**Material provided:**
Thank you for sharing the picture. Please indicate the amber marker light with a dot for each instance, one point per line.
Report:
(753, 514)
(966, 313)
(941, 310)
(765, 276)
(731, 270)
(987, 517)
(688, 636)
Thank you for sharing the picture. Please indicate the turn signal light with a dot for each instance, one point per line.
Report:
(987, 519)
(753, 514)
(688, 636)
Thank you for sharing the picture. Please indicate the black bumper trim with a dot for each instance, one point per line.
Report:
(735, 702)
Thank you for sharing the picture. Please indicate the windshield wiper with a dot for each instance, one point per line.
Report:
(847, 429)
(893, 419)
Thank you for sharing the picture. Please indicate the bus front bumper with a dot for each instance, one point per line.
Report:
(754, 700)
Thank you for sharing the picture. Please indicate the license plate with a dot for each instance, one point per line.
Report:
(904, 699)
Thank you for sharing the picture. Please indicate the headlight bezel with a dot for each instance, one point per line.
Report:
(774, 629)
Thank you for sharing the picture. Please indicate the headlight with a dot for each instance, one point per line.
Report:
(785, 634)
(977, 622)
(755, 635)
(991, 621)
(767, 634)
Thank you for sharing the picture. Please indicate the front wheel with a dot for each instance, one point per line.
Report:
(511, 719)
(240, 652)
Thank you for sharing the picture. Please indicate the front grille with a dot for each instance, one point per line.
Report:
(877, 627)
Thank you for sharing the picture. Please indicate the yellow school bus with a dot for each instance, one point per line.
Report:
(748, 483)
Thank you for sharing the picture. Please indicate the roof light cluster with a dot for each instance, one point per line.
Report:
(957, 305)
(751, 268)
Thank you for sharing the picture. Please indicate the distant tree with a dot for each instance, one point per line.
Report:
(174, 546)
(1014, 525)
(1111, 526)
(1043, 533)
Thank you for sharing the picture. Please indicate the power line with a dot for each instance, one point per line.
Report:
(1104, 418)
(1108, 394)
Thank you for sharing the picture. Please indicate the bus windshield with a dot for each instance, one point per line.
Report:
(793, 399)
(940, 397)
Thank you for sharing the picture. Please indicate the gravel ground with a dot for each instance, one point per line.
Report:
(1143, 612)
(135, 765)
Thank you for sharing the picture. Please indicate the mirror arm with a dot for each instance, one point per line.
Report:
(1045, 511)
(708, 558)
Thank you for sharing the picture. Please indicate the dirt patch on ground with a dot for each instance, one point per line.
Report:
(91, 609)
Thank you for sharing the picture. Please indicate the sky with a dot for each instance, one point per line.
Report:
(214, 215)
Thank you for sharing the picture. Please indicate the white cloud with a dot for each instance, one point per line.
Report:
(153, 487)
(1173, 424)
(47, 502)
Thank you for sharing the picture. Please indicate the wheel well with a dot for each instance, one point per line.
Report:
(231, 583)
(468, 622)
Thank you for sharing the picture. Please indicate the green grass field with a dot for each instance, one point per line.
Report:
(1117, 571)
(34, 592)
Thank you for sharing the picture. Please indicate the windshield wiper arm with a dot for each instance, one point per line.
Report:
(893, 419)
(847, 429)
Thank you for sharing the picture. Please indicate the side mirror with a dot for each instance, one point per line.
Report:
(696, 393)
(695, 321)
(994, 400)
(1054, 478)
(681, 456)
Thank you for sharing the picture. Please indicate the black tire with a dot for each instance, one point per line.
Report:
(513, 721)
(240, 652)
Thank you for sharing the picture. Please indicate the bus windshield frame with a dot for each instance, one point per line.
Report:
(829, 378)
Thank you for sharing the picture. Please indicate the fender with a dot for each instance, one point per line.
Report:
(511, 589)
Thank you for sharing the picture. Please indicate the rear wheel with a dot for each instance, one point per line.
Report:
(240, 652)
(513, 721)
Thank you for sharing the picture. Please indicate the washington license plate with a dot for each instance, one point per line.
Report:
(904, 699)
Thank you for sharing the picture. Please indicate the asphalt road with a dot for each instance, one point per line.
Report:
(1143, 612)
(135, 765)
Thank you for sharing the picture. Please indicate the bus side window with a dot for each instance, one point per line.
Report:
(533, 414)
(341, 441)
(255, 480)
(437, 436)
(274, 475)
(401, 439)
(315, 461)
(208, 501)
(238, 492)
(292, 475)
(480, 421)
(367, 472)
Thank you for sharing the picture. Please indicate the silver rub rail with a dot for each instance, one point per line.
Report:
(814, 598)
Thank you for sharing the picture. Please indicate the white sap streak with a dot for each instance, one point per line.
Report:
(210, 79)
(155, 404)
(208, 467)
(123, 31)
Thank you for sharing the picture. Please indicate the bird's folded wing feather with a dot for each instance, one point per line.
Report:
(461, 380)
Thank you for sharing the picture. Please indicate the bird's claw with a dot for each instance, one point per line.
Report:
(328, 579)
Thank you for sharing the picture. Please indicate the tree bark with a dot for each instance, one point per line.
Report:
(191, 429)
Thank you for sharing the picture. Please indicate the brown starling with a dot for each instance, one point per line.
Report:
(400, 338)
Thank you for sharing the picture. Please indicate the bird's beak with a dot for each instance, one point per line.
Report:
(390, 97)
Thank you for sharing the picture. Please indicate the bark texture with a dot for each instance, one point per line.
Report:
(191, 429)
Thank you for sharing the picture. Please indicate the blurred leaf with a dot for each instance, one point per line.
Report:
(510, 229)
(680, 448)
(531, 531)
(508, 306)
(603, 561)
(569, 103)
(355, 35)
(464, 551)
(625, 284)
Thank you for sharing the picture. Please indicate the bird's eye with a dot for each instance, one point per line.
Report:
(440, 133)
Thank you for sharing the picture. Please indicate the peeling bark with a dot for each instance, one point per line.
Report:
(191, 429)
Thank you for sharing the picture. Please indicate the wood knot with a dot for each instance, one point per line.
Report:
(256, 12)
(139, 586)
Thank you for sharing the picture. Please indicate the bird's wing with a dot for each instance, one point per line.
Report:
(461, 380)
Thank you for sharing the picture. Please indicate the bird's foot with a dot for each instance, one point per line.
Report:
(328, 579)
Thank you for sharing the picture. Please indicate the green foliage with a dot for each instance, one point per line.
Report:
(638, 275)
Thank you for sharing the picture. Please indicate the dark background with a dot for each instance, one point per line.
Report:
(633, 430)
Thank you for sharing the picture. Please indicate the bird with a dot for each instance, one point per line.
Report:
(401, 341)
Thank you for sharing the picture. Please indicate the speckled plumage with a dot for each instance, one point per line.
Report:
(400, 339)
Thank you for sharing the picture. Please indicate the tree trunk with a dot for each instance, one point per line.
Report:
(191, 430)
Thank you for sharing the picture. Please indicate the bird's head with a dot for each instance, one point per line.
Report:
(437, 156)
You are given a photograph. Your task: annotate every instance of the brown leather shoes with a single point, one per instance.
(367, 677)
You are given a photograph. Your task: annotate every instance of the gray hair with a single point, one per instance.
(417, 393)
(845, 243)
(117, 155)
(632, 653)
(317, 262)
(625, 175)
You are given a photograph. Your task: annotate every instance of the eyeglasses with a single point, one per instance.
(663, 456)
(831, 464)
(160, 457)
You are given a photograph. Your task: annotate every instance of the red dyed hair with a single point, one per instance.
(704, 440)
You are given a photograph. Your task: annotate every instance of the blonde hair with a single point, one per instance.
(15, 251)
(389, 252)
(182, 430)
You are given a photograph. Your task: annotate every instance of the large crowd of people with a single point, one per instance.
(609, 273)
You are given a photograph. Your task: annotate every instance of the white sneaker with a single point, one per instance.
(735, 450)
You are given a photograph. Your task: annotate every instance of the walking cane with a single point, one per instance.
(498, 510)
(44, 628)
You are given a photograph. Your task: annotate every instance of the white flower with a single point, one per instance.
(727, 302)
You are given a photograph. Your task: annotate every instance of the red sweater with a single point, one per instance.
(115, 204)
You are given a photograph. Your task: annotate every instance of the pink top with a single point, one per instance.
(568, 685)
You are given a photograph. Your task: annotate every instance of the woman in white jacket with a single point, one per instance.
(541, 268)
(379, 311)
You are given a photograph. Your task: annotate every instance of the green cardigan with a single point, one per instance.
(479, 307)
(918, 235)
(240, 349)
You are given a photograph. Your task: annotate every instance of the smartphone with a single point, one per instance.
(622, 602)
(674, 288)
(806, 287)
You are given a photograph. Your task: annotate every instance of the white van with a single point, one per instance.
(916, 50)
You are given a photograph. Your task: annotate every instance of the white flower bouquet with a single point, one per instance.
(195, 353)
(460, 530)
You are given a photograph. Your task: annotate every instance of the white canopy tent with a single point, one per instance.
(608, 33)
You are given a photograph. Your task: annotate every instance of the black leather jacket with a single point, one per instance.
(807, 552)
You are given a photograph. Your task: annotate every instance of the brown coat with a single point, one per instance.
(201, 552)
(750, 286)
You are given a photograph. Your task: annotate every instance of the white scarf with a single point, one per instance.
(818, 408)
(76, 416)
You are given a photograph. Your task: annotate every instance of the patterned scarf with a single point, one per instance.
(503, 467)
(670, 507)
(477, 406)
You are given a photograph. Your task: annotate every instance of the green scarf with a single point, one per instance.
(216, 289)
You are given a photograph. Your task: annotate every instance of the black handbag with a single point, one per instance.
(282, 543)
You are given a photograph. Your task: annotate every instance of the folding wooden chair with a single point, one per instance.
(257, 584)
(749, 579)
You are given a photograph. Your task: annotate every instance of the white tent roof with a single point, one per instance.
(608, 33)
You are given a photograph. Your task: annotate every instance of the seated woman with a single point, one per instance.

**Task objective:** When copying the data above, please keep exactly the lines from its first line through the line with "Thank you for sharing the picture. Please indicate the bus front", both ends included, and drop the rest.

**Answer section:**
Thank you for sharing the picture. Please indicate the amber marker light with a dot for each instance, one point per line.
Report:
(753, 514)
(966, 313)
(941, 310)
(765, 276)
(731, 270)
(987, 517)
(688, 636)
Thank you for sharing the picture. Please indicate the turn signal light with a dot for each instance, one point per line.
Report:
(987, 519)
(753, 514)
(688, 636)
Thank you for sharing the picture. Please indicate the black bumper trim with a dot for each instance, one point per line.
Report:
(735, 702)
Thank you for sharing the picture. Please indicate the windshield wiper with a dot for each instance, one point per line.
Report:
(847, 429)
(893, 419)
Thank you for sharing the picture. Please indicate the bus front bumper with a dot for each instance, one point per line.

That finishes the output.